:: Directions ::
Convert everything from the line containing "Please locate the golden" down to the end of the material into a numbered list, leaving out any blank lines.

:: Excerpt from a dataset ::

## Start

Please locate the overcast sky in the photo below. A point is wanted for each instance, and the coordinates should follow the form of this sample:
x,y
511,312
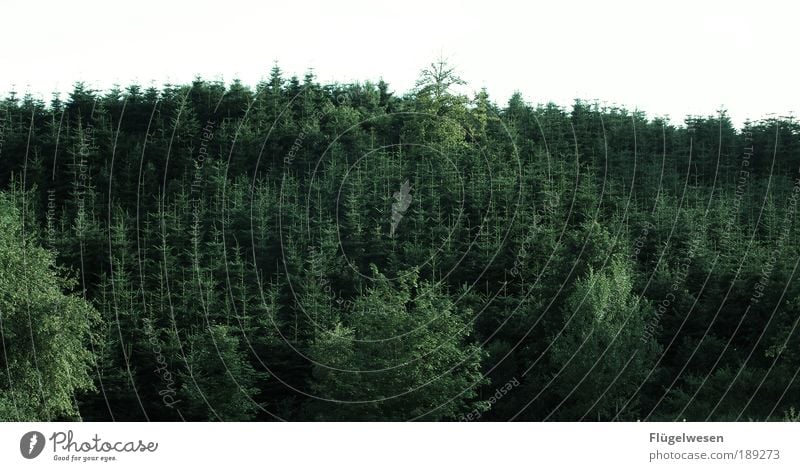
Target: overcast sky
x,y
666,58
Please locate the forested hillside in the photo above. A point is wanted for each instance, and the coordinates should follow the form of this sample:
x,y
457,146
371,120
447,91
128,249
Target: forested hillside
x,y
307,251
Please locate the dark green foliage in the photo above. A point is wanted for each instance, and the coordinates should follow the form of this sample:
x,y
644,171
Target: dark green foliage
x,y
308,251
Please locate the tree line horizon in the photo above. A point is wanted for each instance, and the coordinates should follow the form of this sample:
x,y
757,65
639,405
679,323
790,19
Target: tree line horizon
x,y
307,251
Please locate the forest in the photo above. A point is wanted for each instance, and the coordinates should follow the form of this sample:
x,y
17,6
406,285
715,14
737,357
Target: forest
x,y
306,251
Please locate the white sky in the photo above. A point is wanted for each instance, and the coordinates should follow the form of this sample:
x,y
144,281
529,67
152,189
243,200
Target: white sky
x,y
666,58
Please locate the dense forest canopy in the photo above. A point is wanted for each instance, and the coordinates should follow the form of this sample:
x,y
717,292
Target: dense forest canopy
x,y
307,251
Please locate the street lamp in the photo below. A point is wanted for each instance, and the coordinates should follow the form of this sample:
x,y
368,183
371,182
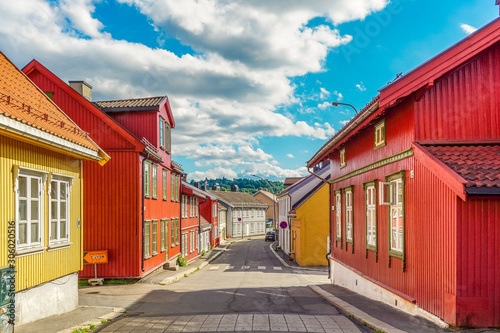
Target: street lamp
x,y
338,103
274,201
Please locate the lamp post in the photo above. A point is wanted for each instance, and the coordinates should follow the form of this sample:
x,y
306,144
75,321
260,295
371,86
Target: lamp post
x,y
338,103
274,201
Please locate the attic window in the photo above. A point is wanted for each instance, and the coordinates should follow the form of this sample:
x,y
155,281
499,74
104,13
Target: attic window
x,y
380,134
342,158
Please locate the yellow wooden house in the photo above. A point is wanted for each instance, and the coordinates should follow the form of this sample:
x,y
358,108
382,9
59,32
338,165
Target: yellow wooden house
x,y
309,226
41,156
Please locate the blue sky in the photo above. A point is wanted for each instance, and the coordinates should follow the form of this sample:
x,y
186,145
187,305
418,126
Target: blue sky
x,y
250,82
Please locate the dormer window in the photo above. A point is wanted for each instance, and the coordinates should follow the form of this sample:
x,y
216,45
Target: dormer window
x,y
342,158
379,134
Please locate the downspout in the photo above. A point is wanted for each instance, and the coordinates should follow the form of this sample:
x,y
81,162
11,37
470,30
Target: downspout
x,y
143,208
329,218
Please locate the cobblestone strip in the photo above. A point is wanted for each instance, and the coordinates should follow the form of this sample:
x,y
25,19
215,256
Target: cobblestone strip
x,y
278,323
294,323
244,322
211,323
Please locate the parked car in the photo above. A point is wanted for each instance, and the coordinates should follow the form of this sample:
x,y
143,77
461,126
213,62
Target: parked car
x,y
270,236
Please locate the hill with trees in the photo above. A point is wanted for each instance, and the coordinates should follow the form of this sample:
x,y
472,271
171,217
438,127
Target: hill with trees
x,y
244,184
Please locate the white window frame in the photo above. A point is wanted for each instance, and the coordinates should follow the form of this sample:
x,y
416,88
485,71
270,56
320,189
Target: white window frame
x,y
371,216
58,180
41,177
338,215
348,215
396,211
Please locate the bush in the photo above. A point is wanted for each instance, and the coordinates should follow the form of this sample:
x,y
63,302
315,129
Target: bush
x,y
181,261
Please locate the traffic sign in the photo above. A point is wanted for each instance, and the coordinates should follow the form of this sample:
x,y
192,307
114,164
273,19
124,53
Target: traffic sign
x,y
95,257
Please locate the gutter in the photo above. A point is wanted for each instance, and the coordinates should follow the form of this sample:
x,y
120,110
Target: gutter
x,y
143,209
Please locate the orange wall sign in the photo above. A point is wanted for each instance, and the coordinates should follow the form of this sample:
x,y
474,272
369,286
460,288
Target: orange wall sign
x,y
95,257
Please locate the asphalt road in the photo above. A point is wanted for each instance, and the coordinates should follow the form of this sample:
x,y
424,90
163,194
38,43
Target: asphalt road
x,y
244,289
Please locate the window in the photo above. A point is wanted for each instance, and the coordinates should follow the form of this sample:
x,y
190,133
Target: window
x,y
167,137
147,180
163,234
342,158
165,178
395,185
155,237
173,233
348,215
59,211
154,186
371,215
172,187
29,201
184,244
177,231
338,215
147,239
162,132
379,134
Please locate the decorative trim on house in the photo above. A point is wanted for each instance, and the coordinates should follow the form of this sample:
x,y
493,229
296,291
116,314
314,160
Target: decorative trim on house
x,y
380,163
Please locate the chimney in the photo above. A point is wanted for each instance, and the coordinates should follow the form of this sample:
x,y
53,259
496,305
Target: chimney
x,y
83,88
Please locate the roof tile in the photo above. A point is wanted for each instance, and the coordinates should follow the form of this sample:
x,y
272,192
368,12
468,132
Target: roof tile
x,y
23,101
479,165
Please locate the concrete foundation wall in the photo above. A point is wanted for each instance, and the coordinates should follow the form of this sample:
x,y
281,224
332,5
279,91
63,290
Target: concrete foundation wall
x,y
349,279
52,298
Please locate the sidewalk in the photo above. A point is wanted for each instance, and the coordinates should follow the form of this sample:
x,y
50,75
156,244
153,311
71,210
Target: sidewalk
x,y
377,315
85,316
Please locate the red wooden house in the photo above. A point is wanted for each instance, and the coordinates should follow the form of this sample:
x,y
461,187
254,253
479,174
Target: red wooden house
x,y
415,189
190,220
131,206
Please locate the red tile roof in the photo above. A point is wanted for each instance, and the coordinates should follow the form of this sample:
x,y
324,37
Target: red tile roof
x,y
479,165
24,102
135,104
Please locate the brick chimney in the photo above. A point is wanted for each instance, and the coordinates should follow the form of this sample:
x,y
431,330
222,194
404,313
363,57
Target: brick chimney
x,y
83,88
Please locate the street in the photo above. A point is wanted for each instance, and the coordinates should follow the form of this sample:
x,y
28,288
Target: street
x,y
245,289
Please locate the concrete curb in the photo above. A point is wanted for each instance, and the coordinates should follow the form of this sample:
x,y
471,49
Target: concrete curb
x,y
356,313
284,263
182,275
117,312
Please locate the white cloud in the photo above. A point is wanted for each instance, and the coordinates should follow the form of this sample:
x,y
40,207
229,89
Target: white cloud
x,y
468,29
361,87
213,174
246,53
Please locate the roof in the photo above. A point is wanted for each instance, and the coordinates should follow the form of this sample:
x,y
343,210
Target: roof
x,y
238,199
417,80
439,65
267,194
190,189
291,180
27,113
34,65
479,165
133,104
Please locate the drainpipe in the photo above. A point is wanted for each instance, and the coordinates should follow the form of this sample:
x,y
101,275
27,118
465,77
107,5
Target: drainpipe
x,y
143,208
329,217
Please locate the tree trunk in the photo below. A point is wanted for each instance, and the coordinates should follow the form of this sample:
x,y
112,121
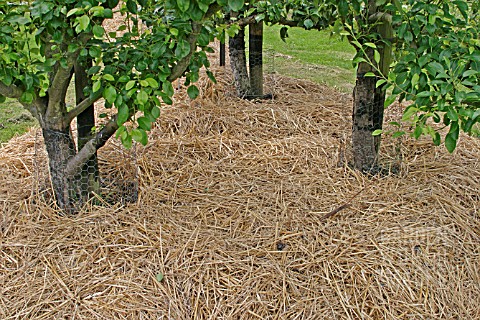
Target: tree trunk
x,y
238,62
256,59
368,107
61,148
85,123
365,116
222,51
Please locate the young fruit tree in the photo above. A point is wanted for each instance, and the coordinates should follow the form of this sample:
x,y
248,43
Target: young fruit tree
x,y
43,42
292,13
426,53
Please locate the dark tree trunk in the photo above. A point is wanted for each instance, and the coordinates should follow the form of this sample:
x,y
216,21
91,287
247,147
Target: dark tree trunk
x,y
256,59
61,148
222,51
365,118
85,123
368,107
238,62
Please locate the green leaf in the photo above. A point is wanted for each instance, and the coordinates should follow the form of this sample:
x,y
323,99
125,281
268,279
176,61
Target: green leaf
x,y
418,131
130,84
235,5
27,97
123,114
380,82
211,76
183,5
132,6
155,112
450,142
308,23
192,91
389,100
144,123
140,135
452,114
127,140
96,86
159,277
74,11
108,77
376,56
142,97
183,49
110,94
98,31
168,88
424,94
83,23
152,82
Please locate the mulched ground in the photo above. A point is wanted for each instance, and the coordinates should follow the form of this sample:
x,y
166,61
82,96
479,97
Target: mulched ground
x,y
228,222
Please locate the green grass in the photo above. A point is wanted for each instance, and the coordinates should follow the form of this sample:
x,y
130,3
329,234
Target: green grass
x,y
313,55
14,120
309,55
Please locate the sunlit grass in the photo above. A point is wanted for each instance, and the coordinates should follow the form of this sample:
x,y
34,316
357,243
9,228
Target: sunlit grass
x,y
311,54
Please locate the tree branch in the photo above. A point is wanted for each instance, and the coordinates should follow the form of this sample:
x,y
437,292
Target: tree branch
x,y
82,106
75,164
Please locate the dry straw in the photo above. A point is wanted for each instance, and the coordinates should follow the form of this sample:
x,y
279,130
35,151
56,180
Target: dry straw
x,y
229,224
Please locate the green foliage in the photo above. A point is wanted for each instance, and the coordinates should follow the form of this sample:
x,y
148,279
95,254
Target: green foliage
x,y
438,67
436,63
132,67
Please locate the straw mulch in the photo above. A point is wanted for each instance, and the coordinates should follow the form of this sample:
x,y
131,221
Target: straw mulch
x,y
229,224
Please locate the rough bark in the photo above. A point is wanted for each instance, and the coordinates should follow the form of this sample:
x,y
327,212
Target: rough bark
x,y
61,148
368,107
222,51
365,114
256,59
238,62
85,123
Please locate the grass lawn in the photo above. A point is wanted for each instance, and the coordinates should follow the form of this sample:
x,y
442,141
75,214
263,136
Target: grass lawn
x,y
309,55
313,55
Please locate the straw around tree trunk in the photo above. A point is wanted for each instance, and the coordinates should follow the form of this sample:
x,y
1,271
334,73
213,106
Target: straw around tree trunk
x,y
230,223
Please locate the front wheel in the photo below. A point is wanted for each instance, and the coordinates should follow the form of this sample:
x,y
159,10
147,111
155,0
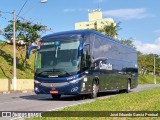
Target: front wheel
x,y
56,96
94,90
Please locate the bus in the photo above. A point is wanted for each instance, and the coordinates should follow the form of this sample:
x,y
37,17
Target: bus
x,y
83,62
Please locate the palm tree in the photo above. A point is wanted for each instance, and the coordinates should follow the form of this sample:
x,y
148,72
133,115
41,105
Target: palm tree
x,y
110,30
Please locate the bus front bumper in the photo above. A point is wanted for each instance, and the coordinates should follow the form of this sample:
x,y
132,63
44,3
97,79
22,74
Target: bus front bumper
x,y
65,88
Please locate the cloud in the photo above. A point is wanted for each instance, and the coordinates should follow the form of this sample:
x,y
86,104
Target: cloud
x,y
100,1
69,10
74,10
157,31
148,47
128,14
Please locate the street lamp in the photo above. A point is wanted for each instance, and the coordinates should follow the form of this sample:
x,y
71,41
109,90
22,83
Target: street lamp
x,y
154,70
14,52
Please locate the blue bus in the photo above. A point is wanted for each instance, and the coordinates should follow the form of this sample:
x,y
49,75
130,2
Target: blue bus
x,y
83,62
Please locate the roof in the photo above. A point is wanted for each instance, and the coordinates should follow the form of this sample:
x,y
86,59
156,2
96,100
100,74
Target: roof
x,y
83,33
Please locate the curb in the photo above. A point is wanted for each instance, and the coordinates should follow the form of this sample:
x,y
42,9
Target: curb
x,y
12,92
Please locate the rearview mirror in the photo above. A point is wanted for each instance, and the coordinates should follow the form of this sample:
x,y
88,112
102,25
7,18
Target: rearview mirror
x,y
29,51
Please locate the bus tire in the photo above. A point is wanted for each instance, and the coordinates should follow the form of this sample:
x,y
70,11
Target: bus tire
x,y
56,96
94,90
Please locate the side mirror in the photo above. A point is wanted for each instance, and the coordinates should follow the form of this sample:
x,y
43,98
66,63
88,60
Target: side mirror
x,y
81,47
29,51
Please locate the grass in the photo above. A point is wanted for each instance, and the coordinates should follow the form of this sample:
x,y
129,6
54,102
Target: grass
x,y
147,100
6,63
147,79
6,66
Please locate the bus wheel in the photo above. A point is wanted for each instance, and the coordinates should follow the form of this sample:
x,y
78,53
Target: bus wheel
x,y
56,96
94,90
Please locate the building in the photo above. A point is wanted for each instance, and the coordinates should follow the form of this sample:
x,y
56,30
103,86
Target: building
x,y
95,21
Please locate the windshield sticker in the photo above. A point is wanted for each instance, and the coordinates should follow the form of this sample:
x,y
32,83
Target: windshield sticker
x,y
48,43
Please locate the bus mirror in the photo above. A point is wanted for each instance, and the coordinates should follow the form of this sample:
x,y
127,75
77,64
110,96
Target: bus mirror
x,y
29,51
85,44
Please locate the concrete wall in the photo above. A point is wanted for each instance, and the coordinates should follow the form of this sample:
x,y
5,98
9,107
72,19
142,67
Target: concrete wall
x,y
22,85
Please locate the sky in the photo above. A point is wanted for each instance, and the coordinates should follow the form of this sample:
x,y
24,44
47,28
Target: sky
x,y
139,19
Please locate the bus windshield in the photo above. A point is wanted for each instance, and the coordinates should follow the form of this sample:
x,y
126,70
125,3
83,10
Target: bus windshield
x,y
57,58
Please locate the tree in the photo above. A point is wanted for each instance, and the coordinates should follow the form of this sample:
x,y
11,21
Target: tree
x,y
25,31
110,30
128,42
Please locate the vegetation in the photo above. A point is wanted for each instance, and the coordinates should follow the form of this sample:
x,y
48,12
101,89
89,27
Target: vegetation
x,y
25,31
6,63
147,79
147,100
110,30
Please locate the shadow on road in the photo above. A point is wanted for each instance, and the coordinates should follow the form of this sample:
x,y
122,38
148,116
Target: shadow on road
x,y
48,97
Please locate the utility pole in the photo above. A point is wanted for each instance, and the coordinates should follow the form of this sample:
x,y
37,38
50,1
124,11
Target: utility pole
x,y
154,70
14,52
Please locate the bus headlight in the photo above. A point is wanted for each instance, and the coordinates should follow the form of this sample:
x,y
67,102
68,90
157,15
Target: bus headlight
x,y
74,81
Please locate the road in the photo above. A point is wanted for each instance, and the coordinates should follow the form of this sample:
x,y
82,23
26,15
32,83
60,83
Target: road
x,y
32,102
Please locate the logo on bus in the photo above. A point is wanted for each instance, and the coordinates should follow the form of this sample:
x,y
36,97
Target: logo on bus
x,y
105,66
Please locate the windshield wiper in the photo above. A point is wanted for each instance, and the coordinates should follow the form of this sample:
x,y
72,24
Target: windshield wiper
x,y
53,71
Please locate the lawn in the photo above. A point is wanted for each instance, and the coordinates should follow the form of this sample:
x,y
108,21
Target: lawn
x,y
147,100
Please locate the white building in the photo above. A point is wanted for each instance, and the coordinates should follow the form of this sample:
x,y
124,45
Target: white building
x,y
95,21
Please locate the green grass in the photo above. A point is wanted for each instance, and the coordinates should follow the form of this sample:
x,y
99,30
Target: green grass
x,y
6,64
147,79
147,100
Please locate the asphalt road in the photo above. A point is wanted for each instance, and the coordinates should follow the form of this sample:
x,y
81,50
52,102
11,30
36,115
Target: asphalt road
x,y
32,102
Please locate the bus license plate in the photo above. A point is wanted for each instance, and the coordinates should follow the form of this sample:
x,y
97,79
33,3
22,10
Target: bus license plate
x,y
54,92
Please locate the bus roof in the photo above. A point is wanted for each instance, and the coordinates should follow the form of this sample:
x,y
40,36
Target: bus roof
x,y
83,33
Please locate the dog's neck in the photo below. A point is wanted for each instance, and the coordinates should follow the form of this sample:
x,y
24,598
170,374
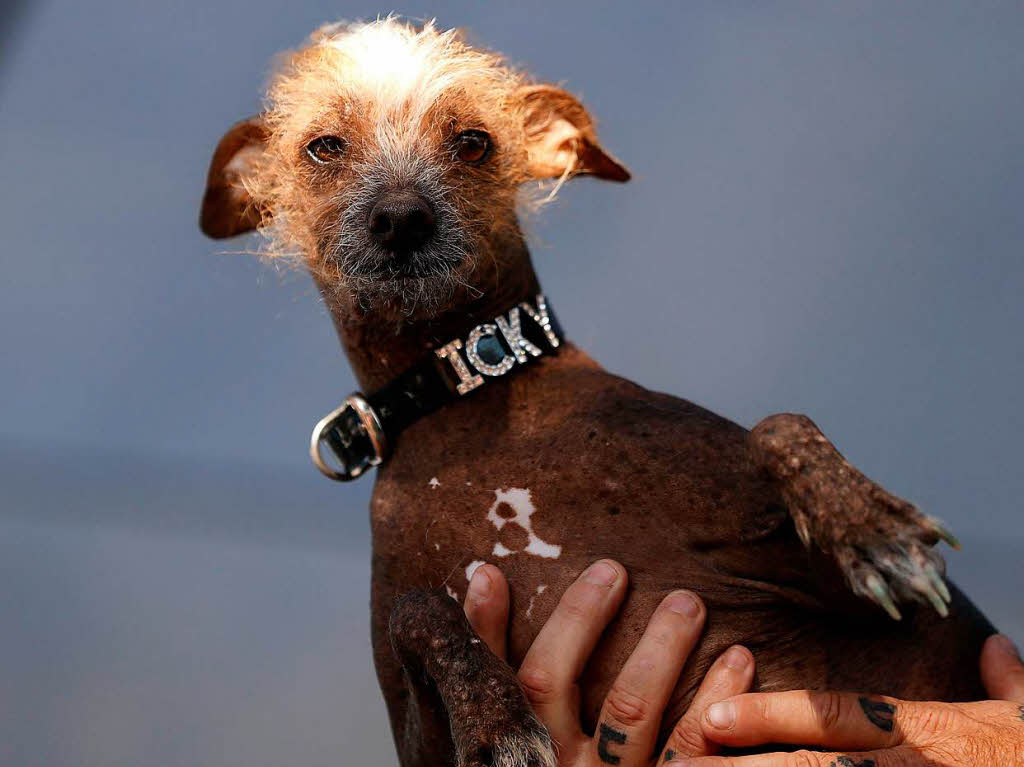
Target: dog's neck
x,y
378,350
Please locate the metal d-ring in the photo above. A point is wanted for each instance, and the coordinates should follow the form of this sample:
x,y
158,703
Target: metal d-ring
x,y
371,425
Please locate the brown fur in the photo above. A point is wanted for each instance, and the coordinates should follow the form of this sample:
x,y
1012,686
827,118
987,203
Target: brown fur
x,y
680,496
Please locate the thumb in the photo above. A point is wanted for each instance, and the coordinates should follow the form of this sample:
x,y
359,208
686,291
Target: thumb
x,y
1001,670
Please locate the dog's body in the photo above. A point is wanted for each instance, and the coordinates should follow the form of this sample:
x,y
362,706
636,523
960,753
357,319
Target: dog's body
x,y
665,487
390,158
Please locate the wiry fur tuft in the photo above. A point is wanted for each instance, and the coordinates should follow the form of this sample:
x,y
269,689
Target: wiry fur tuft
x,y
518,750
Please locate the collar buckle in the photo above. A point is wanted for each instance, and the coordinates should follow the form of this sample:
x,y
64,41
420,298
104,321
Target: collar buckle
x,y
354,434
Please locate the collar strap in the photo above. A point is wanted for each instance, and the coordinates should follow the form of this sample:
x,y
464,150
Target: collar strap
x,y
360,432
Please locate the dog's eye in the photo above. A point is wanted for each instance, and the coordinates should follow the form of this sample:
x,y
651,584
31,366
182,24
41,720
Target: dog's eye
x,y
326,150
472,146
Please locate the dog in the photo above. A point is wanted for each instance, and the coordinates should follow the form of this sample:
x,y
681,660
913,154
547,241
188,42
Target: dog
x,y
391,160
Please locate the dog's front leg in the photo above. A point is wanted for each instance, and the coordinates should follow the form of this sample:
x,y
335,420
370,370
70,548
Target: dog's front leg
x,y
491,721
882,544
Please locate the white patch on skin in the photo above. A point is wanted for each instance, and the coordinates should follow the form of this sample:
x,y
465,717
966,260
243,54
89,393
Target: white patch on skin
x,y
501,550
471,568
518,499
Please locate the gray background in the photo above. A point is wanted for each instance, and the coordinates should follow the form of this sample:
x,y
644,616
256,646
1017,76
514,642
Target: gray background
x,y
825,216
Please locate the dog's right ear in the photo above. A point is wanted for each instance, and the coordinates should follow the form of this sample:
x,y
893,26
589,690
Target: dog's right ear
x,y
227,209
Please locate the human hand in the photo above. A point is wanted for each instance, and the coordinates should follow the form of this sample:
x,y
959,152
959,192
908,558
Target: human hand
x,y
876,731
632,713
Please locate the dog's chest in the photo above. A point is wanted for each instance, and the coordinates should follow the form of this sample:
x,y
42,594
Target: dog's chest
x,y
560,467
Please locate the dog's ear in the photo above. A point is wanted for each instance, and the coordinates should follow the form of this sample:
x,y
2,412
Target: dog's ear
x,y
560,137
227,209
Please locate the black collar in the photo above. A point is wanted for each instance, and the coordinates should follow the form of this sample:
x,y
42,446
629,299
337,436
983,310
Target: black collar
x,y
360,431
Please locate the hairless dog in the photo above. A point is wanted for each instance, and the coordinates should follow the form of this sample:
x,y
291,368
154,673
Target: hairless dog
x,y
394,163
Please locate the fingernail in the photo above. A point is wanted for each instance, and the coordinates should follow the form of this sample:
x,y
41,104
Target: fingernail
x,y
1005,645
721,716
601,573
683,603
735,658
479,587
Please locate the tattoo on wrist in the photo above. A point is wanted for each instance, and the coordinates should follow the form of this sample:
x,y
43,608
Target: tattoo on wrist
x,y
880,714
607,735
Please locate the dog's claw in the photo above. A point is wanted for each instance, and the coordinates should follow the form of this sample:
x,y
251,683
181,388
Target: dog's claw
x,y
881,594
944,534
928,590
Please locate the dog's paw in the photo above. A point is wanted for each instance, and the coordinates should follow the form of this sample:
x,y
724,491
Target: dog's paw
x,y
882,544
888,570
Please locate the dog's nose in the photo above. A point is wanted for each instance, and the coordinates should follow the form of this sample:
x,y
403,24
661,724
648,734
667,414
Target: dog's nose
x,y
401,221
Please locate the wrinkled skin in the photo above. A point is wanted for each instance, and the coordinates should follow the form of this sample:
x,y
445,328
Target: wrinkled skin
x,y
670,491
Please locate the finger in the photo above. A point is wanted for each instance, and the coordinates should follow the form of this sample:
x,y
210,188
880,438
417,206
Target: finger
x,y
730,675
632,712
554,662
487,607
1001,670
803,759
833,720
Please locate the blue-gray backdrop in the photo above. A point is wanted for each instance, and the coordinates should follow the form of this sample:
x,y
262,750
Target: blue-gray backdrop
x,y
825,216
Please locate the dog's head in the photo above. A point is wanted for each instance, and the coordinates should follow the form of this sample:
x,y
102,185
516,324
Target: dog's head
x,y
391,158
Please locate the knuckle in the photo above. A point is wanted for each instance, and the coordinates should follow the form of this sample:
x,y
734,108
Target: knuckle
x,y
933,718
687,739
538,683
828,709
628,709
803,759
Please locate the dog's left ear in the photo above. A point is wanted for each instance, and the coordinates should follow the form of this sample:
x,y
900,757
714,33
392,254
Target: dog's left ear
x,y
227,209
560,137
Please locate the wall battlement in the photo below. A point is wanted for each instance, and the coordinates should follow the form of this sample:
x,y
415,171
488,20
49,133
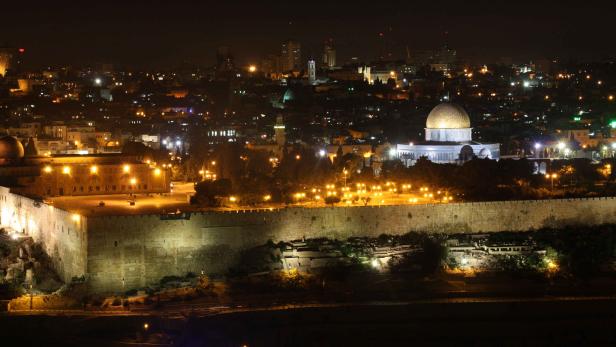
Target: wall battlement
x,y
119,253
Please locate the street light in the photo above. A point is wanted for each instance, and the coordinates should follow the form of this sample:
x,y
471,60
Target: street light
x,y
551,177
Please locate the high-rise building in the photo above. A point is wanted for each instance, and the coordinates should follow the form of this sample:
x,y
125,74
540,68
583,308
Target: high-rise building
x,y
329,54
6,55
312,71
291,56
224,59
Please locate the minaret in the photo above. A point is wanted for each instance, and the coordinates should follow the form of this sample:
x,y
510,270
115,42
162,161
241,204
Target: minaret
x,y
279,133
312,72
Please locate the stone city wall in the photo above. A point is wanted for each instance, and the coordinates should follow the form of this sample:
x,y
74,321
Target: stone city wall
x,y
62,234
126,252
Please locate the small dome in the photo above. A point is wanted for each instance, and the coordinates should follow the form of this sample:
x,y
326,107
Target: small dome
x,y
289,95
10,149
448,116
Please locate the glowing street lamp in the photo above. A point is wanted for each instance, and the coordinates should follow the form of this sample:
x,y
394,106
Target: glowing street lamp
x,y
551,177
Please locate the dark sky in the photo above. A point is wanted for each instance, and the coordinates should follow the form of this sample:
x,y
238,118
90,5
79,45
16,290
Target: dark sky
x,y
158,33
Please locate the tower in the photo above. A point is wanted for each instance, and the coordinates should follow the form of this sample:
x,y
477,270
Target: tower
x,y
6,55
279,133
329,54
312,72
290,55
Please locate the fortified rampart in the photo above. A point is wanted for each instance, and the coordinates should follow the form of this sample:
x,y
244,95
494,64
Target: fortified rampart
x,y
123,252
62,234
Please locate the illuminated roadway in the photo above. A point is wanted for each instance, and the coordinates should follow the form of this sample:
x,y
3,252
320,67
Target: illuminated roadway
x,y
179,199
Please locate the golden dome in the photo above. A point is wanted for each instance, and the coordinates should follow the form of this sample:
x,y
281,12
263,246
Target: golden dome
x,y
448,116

## End

:: Answer for the task ::
1. Please locate the golden dome in the photo above. A point is wanted for each instance, and the coordinates should follow the form of this sample:
2. x,y
3. 281,12
4. 263,246
5. Target: golden dome
6. x,y
7. 448,116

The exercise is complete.